Extrait à lire:

++++++++++++++++++++

Il y a longtemps que l’on parle du modèle d’affaires du quad fédéré au Québec qui est basé sur le travail des bénévoles. On dit qu’il est suranné et qu’il menace de s’écrouler dans quelques années. Malgré toutes les complications de toute sorte qui s’ajoutent d’année en année, les résilients bénévoles des clubs quad résistent en tentant de répondre à leurs membres qui les somment de fournir les sentiers pour lesquels ils ont « grassement » payé via le droit d’accès. Après toutes ces années d’opiniâtreté, la cuirasse se lézarde sérieusement. Et le péril que l’on attendait dans quelques années est en la demeure dès cette année.
Le mur est là
Les autorités supérieures qui chapeautent le quad prévoyaient un « clash » du modèle d’affaires dans un horizon proche. Même les hauts fonctionnaires du MTQ sont conscients que le plan d’affaire de la FQCQ, qui repose en très grande partie sur les épaules des bénévoles, ne pourra durer longtemps. Consciente que le temps presse, la FQCQ a enclenché un plan de réforme qui commençait par une ronde de consultation à son AGA de 2019 et qui devait se poursuivre toute l’année pour culminer à l’AGA 2020. Malheureusement, les deux vagues du COVID mettent des bâtons dans les roues et retardent de beaucoup la cadence des consultations: la tournée provinciale amorcée en janvier 2020 s’est terminée en octobre, juste avant que la deuxième vague du coronavirus ne s’emballe. Cette consultation a mis une réalité en lumière : tout le monde pensait qu’on avait encore un peu de temps pour amorcer un virage, mais dans les faits, on a déjà la face dans le mur.
Ma prise de conscience s’est fait un soir de réunion d’association régionale qui a eu lieu en septembre dernier. J’y ai entendu un bénévole de 76 ans, l’air dépité, qui expliquait que son club ne pouvait plus être tenu à bout de bras avec quatre bénévoles et 60 membres en hiver. Un autre président de club, d’un ton consterné, explique qu’il essaie depuis quelques années de garder son club ouvert en hiver, mais il ne peut pas éthiquement prendre l’argent des 200 membres d’été pour ouvrir en hiver quand il a seulement 40 membres en hiver. Alors, avec grand regret, il affirme que pour lui aussi que le surfaçage des sentiers est grandement compromis cet hiver. Si cela devait arriver, cette région, qui était pourtant florissante il y a quelques années à peine, serait morcelée en trois sections isolées. Du coup, le quadiste se retrouve à tourner en rond dans un ou deux clubs et l’offre de sentiers devient beaucoup moins alléchante. Cette tragique réalité apparait dans plusieurs régions de la province. Comment ces valeureux exploitants de clubs se trouvent-ils mis ainsi au pied du mur?

++++++++++++++++++++

Informations:
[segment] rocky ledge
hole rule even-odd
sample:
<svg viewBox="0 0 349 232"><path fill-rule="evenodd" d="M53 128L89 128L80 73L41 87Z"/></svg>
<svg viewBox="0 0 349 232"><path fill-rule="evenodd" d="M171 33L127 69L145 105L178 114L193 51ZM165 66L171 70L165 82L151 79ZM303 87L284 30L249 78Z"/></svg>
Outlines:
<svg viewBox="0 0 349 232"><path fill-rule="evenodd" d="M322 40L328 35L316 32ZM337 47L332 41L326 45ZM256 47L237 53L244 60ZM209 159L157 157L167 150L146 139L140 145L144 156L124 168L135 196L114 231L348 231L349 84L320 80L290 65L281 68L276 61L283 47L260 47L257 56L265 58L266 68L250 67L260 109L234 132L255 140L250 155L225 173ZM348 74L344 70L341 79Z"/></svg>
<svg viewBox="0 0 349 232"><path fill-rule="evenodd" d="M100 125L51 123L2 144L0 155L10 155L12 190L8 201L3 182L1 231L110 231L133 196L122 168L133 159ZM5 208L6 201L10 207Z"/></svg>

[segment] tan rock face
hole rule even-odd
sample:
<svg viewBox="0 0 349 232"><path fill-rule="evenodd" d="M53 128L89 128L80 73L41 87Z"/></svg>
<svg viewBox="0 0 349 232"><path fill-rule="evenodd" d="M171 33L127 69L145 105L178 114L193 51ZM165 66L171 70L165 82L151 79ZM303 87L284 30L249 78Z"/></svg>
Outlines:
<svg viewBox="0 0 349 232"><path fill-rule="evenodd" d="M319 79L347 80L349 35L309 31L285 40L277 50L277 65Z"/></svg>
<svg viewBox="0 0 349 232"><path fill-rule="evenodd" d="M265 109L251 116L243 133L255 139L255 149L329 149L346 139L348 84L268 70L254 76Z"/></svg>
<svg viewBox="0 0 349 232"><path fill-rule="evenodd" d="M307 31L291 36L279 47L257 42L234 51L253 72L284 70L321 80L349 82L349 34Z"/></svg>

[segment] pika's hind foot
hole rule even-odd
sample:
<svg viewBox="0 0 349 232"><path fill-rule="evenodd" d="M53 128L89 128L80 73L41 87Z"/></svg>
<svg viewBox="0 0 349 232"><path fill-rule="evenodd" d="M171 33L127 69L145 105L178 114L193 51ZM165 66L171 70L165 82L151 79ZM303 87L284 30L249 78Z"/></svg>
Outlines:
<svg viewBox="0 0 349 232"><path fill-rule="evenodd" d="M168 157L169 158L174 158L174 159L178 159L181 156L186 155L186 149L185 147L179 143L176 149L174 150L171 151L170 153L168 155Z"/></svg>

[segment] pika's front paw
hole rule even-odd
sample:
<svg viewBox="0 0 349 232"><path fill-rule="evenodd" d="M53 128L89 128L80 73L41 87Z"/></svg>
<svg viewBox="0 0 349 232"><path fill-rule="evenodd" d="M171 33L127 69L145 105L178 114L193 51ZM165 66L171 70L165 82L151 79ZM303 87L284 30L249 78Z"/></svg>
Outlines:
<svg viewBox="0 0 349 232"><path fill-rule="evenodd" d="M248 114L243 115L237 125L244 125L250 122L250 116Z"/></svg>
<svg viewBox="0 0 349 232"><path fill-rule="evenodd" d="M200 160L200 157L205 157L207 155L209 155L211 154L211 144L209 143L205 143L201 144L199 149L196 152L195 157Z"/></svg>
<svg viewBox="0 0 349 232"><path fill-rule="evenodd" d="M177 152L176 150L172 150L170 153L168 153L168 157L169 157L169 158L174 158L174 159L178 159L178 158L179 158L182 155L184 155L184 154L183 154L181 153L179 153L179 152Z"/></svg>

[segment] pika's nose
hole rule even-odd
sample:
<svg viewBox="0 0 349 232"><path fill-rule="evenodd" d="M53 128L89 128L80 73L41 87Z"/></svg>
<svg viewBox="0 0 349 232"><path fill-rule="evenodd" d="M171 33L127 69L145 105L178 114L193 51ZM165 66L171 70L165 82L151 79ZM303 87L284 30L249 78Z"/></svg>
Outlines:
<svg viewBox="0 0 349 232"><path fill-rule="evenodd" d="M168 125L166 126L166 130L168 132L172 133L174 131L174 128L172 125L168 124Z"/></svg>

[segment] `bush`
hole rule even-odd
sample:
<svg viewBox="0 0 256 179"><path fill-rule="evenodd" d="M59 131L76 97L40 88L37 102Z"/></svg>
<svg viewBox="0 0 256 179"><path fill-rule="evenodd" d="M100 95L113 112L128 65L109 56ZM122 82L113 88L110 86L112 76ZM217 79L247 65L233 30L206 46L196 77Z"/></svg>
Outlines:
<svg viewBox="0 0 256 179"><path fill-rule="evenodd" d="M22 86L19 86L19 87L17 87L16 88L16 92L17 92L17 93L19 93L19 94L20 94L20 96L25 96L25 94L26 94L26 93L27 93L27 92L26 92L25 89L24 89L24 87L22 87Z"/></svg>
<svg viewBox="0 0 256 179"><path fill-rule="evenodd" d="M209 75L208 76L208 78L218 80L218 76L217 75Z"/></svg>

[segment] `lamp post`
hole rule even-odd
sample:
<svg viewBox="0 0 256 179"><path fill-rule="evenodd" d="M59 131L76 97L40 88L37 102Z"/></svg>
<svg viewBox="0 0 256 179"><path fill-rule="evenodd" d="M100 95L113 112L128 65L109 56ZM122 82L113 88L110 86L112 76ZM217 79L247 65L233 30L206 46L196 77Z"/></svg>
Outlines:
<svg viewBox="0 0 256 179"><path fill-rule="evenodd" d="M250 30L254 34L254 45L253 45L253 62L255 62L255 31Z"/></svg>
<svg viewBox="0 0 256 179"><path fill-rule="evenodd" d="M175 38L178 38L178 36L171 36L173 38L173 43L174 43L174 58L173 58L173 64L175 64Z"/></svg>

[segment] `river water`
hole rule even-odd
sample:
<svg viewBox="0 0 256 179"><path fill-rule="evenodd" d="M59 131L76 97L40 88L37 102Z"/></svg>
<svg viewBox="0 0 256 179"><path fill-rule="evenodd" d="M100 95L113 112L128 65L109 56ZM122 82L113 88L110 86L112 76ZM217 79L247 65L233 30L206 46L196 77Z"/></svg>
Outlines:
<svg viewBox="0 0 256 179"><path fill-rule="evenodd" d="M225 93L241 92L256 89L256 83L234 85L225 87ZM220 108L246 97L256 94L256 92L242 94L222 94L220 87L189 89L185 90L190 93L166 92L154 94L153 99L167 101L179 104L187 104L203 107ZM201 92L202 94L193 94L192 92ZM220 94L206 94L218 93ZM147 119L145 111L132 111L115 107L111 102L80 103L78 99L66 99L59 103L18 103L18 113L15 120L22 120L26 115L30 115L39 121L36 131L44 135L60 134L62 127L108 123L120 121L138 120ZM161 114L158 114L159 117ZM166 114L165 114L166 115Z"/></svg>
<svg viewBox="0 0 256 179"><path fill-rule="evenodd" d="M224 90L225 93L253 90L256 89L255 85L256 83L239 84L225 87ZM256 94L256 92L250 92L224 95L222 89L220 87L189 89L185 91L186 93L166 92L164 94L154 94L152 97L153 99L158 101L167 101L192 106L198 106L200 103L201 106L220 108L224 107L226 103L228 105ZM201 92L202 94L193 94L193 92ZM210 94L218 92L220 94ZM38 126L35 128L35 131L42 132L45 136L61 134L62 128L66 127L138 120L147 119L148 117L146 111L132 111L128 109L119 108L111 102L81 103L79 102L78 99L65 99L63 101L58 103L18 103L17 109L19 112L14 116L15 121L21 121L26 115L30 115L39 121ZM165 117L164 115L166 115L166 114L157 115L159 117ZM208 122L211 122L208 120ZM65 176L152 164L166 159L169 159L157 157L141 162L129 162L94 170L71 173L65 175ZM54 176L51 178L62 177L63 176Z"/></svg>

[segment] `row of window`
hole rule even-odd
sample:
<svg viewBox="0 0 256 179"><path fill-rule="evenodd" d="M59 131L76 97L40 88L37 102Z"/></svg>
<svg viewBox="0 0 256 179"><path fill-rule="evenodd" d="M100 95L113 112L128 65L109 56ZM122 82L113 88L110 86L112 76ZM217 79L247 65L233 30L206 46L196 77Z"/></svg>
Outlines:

++++++++++++++++++++

Pour chacun des énoncés suivants, indiquez par oui ou par non s'il concorde avec le texte sur le modèle d'affaires du quad fédéré, et citez textuellement les mots qui tranchent. (a) La tournée provinciale de consultation a commencé en janvier 2020 et s'est terminée en octobre. (b) Le bénévole de 76 ans a expliqué que son club comptait 200 membres en hiver. (c) La réunion d'association régionale a eu lieu en janvier.

Réponse rédigée:
(a) Oui : « la tournée provinciale amorcée en janvier 2020 s’est terminée en octobre »
(b) Non : « quatre bénévoles et 60 membres en hiver »
(c) Non : « qui a eu lieu en septembre dernier »